**PROBLEM STATEMENT:**
Give back the stretch of entries from the very start through the line containing "(1427, 480)", copied word for word, with the pictures left out.
'''
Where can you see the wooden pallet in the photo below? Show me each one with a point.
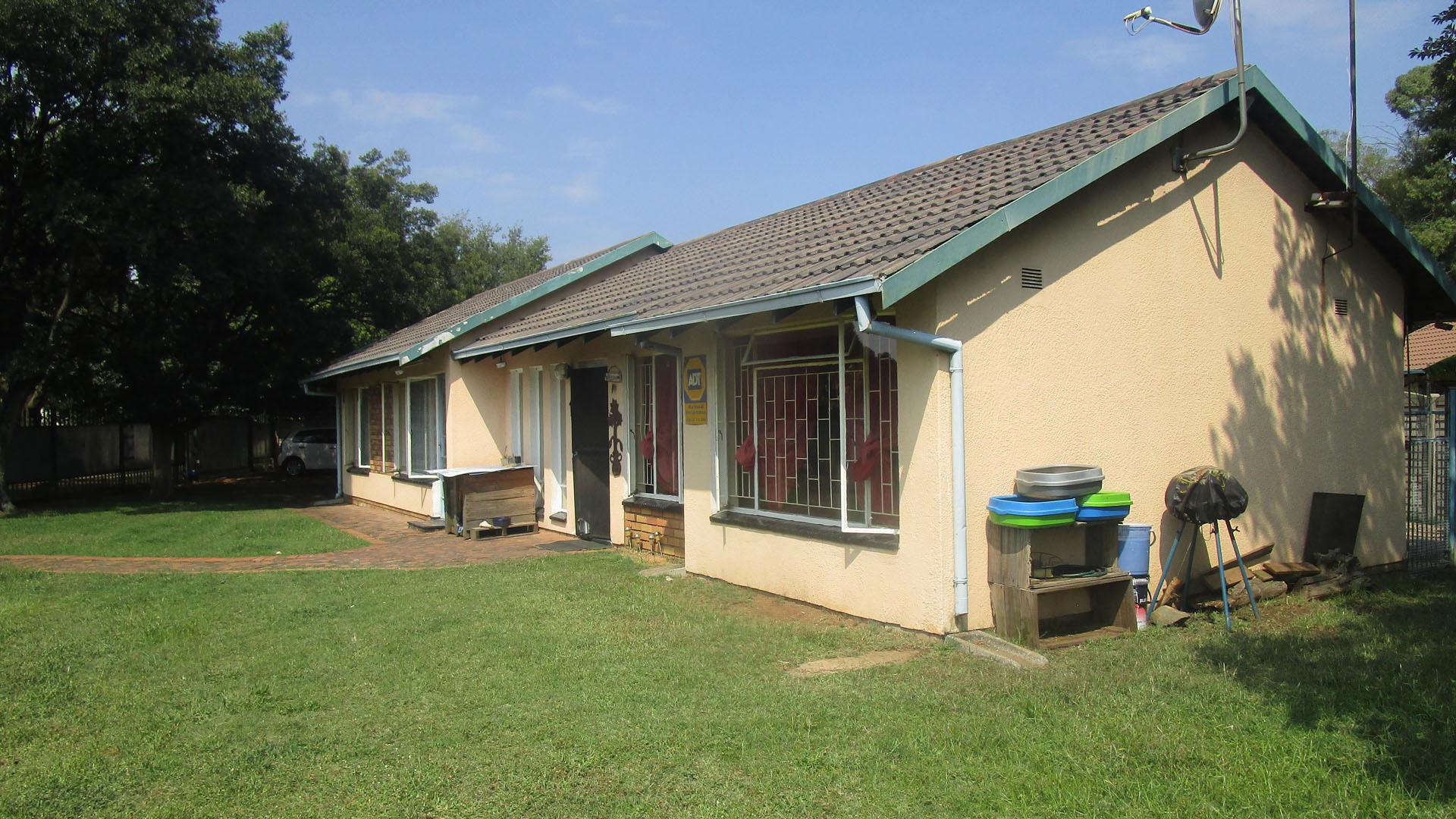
(487, 532)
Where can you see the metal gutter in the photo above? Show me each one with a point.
(544, 289)
(864, 321)
(344, 369)
(756, 305)
(960, 246)
(532, 340)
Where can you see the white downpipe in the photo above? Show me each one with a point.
(865, 322)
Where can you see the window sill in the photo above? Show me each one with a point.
(657, 503)
(826, 532)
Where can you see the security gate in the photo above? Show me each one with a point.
(1427, 480)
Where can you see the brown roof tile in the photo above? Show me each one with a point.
(1427, 346)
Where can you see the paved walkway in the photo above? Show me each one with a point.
(392, 545)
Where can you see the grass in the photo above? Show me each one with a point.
(185, 528)
(571, 687)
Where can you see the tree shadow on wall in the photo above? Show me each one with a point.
(1373, 667)
(1313, 404)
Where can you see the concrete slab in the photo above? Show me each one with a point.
(998, 651)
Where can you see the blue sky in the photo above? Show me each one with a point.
(598, 121)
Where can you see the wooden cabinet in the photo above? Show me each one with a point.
(1063, 611)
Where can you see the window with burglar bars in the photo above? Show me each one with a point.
(813, 423)
(654, 426)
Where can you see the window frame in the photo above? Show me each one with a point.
(408, 461)
(736, 369)
(651, 417)
(362, 441)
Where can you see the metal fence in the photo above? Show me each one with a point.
(53, 461)
(1427, 483)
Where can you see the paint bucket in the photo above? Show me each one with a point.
(1141, 601)
(1133, 544)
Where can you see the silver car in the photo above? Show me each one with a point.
(308, 449)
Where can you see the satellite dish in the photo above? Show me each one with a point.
(1206, 12)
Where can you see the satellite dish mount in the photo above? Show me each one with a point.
(1204, 14)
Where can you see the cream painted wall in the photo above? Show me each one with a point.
(479, 419)
(1181, 322)
(378, 487)
(1184, 322)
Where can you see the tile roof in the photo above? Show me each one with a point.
(1427, 346)
(864, 234)
(424, 330)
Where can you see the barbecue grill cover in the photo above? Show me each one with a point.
(1206, 494)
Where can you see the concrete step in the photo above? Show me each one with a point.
(433, 525)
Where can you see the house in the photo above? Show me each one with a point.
(777, 401)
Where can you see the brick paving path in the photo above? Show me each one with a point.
(392, 544)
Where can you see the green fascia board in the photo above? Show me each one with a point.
(544, 289)
(971, 240)
(465, 353)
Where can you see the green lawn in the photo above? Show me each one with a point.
(185, 528)
(571, 687)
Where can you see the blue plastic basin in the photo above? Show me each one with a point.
(1103, 513)
(1030, 506)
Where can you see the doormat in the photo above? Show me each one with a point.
(576, 547)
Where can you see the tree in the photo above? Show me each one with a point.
(395, 261)
(140, 159)
(168, 249)
(1420, 186)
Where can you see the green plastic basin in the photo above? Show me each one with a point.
(1027, 522)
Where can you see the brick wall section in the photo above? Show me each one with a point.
(645, 522)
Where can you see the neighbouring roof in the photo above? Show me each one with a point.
(1427, 346)
(899, 234)
(424, 335)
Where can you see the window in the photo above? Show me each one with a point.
(813, 423)
(654, 426)
(424, 425)
(517, 417)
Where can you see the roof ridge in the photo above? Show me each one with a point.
(1213, 79)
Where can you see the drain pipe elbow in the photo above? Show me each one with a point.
(865, 322)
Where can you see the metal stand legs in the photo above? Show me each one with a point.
(1223, 582)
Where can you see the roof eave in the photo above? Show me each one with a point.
(653, 240)
(544, 289)
(800, 297)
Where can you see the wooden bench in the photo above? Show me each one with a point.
(500, 512)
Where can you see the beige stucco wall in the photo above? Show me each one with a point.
(1184, 322)
(908, 586)
(1181, 322)
(478, 419)
(378, 487)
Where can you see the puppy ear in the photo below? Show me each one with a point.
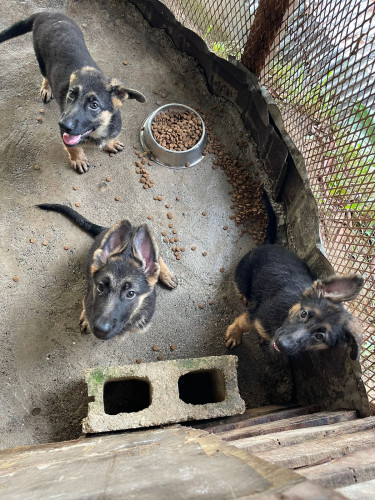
(336, 288)
(114, 241)
(146, 250)
(121, 92)
(354, 337)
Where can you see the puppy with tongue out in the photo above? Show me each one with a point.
(89, 101)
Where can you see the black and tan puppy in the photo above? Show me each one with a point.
(88, 100)
(123, 268)
(288, 307)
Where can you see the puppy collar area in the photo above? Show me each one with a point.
(71, 140)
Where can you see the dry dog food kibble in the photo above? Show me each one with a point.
(177, 131)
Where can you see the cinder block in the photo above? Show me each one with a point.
(149, 394)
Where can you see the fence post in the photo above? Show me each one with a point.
(267, 23)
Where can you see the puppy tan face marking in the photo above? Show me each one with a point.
(295, 309)
(260, 329)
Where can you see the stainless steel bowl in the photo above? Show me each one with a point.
(165, 157)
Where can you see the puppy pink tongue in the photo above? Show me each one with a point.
(70, 140)
(275, 347)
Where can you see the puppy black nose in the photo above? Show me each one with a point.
(102, 328)
(66, 126)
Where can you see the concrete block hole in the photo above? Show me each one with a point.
(126, 396)
(202, 386)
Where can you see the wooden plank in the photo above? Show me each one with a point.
(340, 472)
(175, 462)
(359, 491)
(287, 438)
(263, 419)
(319, 451)
(249, 413)
(316, 419)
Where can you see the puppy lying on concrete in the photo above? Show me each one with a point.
(123, 267)
(288, 307)
(88, 100)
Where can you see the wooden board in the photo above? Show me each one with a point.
(175, 462)
(319, 451)
(248, 414)
(359, 491)
(295, 436)
(316, 419)
(257, 416)
(356, 468)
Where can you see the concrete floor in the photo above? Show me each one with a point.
(43, 397)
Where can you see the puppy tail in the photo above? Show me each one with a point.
(18, 29)
(271, 232)
(88, 226)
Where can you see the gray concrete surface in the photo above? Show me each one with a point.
(43, 354)
(173, 391)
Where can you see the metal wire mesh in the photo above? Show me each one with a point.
(316, 58)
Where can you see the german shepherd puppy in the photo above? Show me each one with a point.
(288, 306)
(88, 100)
(123, 267)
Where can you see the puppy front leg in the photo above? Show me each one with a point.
(166, 276)
(233, 335)
(46, 91)
(77, 159)
(113, 146)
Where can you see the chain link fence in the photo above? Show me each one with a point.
(317, 59)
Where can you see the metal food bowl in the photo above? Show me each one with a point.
(164, 156)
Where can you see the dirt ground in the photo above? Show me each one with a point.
(43, 397)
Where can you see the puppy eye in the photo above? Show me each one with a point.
(319, 336)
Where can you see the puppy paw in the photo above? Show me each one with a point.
(233, 337)
(80, 165)
(113, 146)
(84, 324)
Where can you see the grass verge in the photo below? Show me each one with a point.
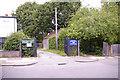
'''
**TASK OUTPUT:**
Where can you see the wooden pallet in the photo below? Show me each one with a point.
(487, 532)
Where can you see the metal gutter in the photo above? Show me each one with a point.
(544, 289)
(864, 321)
(344, 369)
(756, 305)
(960, 246)
(532, 340)
Where can you see the white downpipe in the photo above? Show me each one with a point.
(865, 322)
Where can you see the window sill in the photo above? Show me each one with a point.
(657, 503)
(826, 532)
Where can you see the security gate in the photo above? Show me each one with a point.
(1427, 480)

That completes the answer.